# start of Text to read

The whole world is given to the Church, as her field of labor, and the sphere of her benevolent operations; and though darkness, gloomy as night, now covers most of it, yet upon its length and breadth, its mountains and valleys, its fields and forests, its palaces and hamlets, is to be poured the light of eternal day. Let us then feel assured, that "There remaineth yet very much land to be possessed." And therefore, permit me in the

1st. Place, briefly to survey this field; and

2d. The agency of Zion's sons, in accomplishing its redemption from moral death.

The field, says our adorable Saviour, "is the world," which is yet to be filled with the knowledge of the glory of God."

The kingdom of Christ was spoken of in prophecy, not as then existing, but as yet to come. "In the days of these kings" says Daniel, "shall the God of Heaven set up a kingdom, which shall never be destroyed; and the kingdom shall not be left to other people, but it shall break in pieces and consume all these kingdoms, and it shall stand for ever."

Again, says the same author, "I saw in the night, visions, and behold, one like the Son of Man, came with the clouds of heaven, and came to the ancient of days, and they brought him near before him, and there was given him dominion, and glory, and a kingdom, that all people, and languages, and nations, should serve him: his dominion, is an everlasting dominion, which shall not pass away; and his kingdom that which shall not be destroyed."

Says David, as mouth of the Almighty, “I have set my king upon my holy hill of Zion; ask of me and I will give thee the heathen for thine inheritance, and the uttermost parts of the earth for thy possession."

The existence of the Christian Church, and the great prosperity attending her in these latter days, is but the commencement of the fulfilment of these glorious prophecies, which is to roll her onward in unrivalled splendor, "until her light shall go forth as brightness, and her salvation as a lamp that burneth."

Triumphant, as has already been this heavenly constituted kingdom, it is only yet seen like a dim taper, twinkling amid surrounding gloom, while over more than seven hundred millions of our unhappy fellow men, ignorance and bigotry hold an unbroken dominion.

The harvest then, is truly great, but the laborers are few, very few indeed, with but here and there a solitary one to dispute the empire of moral night.

Look for a moment, if you please, upon AMERICA. If you can pierce through the thick foldings of that dark mantle which surrounds her-I mean not our happy Union-these blessed United States, illumined as they are, form an honorable, a glorious exception to the whole world. But, look to Greenland, clothed in eternal snows, and glittering with mountains of ice, with a population of more than thirty thousand souls, sunk down in the grave of moral pollution.

Newfoundland, swept with the wintry polar blast, two-thirds of the entire year, with a population of eighty thousand wretched beings, possessed of souls immortal and precious as our own, bound in chains of the most sottish superstition and deplorable ignorance, yet, all hastening to the tomb, and the fearful retributions of an eternal state.

# end of Text to read

=== Given problem A ===
Answer these from the passage on the Church's field:
(i) Over how many of our fellow men do ignorance and bigotry still hold an unbroken dominion?
(ii) What population does it give for Greenland?
(iii) For how much of the year is Newfoundland swept with the wintry polar blast?
=== Given problem B ===
Rewrite the stretch of the passage on the Church's field from "Look for a moment, if" through "an eternal state.", putting "Labrador" in place of "Greenland".
=== Given problem C ===
Write the next part of the passage on the Church's field, going on from its last sentence.

# start of Dataset content

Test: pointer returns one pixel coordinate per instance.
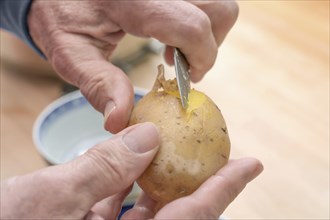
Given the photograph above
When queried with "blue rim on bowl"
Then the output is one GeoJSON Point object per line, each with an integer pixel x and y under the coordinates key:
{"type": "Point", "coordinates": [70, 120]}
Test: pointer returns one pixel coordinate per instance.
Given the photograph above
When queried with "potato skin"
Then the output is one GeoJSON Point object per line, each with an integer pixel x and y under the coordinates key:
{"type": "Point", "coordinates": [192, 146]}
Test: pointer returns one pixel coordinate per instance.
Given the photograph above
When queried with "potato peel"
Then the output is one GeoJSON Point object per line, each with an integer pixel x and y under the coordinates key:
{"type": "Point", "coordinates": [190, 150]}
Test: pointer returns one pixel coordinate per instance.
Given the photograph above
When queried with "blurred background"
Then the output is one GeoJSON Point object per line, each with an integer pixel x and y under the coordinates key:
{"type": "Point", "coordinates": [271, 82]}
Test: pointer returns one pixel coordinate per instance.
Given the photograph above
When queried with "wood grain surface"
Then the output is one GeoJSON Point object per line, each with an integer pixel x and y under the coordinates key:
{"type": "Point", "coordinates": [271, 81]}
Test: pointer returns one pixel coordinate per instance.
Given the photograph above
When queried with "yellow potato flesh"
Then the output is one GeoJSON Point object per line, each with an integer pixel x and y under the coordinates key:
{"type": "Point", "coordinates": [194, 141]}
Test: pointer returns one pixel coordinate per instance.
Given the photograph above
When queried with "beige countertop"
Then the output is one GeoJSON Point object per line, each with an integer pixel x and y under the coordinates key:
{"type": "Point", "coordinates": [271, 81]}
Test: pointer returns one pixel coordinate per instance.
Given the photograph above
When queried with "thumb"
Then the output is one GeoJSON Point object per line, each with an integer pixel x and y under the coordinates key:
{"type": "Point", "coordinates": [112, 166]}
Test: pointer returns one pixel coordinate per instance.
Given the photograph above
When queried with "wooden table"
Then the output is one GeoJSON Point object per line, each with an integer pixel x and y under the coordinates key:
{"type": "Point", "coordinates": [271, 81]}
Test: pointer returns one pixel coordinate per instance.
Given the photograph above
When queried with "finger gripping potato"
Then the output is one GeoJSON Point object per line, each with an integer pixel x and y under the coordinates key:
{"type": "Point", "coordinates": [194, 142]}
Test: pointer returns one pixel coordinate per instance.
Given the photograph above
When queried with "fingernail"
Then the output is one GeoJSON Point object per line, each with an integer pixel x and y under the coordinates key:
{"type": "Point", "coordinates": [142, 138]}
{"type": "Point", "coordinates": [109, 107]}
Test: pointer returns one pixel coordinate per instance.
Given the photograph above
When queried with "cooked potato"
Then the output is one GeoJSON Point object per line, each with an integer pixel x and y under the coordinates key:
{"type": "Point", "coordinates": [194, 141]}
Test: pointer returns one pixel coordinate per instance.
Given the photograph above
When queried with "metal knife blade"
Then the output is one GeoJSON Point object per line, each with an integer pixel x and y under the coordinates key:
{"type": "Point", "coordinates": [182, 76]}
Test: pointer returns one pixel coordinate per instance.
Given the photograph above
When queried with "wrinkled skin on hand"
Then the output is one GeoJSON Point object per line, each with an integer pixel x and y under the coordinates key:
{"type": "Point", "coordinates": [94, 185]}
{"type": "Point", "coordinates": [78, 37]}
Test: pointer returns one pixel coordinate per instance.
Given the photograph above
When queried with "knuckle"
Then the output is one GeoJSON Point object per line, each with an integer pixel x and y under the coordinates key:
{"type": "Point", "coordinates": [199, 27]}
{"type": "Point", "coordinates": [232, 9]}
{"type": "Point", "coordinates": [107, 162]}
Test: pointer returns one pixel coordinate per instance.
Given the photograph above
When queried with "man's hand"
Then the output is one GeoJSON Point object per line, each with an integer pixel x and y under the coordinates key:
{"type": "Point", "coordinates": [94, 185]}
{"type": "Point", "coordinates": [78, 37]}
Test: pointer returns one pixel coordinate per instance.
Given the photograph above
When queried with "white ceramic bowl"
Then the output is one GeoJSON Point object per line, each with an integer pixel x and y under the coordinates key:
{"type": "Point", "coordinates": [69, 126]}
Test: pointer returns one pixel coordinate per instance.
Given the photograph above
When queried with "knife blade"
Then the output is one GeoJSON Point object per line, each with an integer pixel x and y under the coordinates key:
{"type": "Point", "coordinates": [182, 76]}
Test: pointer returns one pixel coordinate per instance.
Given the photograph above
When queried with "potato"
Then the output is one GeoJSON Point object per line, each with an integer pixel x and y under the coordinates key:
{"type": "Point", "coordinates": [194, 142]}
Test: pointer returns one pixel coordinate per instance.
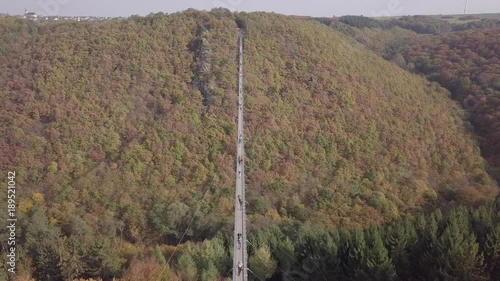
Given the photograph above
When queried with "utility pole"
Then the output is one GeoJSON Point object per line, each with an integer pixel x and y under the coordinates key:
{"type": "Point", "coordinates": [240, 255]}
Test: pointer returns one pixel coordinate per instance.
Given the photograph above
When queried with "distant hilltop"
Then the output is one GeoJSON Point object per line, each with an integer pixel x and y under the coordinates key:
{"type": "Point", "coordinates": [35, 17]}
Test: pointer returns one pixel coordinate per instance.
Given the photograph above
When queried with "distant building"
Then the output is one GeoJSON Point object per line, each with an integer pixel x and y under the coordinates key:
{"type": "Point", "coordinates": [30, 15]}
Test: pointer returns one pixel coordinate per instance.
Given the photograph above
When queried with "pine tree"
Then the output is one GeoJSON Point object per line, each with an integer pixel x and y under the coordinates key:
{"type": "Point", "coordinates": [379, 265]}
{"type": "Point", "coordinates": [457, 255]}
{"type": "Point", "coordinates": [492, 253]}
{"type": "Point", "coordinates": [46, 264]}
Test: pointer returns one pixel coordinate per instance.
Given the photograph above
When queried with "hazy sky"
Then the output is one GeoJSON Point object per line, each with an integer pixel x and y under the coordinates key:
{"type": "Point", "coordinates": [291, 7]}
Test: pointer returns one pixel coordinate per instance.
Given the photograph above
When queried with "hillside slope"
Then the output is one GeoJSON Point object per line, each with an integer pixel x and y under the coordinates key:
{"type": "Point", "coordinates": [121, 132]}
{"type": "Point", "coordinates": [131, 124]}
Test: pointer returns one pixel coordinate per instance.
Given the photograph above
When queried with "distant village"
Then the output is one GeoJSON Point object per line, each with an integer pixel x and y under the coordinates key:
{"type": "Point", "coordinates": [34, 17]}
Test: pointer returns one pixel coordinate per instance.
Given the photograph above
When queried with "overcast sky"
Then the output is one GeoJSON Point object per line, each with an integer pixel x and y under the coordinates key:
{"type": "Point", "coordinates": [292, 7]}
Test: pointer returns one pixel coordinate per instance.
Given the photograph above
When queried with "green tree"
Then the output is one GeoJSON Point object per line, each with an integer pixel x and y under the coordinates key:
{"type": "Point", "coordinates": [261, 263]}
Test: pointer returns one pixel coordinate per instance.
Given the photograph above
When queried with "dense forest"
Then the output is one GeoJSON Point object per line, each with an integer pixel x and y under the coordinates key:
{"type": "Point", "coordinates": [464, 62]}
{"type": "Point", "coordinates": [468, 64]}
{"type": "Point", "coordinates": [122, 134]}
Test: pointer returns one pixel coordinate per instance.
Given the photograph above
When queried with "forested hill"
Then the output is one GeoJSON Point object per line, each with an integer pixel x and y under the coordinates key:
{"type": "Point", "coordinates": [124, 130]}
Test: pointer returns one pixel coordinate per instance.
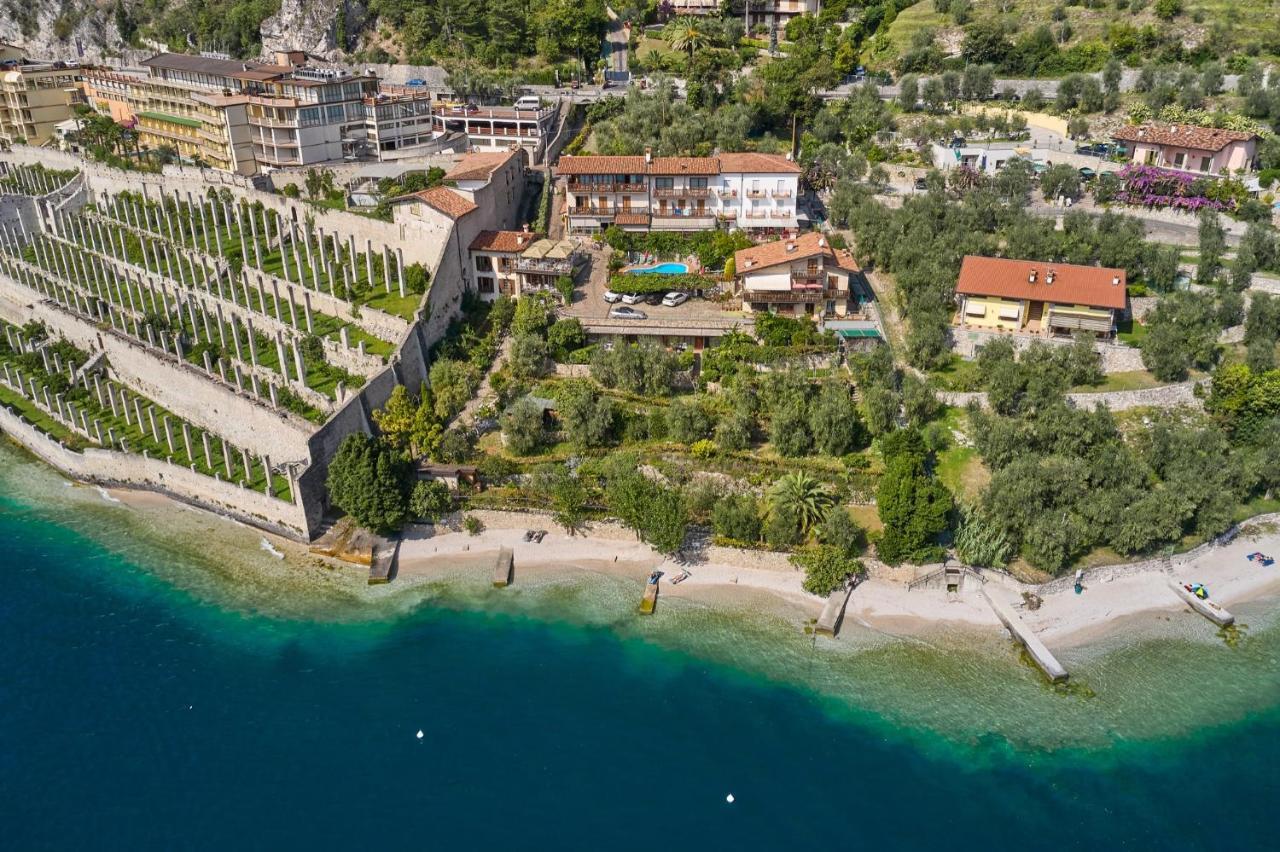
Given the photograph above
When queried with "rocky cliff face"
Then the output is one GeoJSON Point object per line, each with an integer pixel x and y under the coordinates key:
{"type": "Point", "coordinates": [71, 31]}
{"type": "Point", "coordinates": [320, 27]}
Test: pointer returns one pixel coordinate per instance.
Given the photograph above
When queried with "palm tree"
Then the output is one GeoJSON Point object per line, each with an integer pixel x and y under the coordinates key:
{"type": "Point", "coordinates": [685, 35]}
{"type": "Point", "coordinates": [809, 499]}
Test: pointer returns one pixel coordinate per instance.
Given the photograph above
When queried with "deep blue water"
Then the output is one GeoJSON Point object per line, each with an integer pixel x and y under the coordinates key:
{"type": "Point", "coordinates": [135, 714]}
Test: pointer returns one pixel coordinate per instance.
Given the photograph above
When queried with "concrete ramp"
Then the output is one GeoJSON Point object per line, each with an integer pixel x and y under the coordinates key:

# end of Dataset content

=== Final answer A ===
(i) More than seven hundred millions.
(ii) More than thirty thousand souls.
(iii) Two-thirds of the entire year.

=== Final answer B ===
Look for a moment, if you please, upon AMERICA. If you can pierce through the thick foldings of that dark mantle which surrounds her-I mean not our happy Union-these blessed United States, illumined as they are, form an honorable, a glorious exception to the whole world. But, look to Labrador, clothed in eternal snows, and glittering with mountains of ice, with a population of more than thirty thousand souls, sunk down in the grave of moral pollution.

Newfoundland, swept with the wintry polar blast, two-thirds of the entire year, with a population of eighty thousand wretched beings, possessed of souls immortal and precious as our own, bound in chains of the most sottish superstition and deplorable ignorance, yet, all hastening to the tomb, and the fearful retributions of an eternal state.

=== Final answer C ===
Ascend, if you please, the James, upon the Rocky Mountains, and look down upon the Russian and British possessions: then turn to the West, and gaze upon the numerous tribes of red men. See from the Pacific Ocean to Hudson's bay, unnumbered thousands of human beings, "without one cheerful beam of hope, or spark of glimmering day," and instead of the voice of gladness and the melodious notes of Zion's songs, there rises up to your high elevation, the hoarse and discordant warsong, and the furious savage yell. But

"The sound of the church-going bell,
These valleys and rocks never heard,
Never sigh'd at the sound of a knell,

Nor smil'd when a Sabbath appeared."

Scattered over these immense regions, are thousands of Adam's sons, but no messenger of mercy to welcome these wandering hordes to the Lamb of God and to the

cross of Christ; but all around is cold, and cheerless, as a winter's midnight at the poles.

But pass a little farther down, and again ascend the highest eminence of the Cordilleras, and look down upon the provinces of Mexico, as they slumber in their Papal chains, and amid the glittering tinsel of Popish mimicry, forget their own salvation. O, how inviting is this field, all white to a rich harvest. And yet, unhappy Mexico may almost say in the language of another, "No man careth for my soul."

Let me ask you again, young gentlemen, to ascend the Chimborazo, and look down upon South America. Here the same dreary prospects present themselves to our view. The iron hand of cruel and relentless oppression rests heavily upon the people; while the legitimate offspring of the crimsoned, mother Kirk, sitting enthroned in the superstition of the people, riots in all the "abominations of desolation." The deadly streams which incessantly flow from the Papal sea, are ever corrupting the fountains of life, and rolling over the length and breadth of this unhappy country, the desolating waves of misery and death.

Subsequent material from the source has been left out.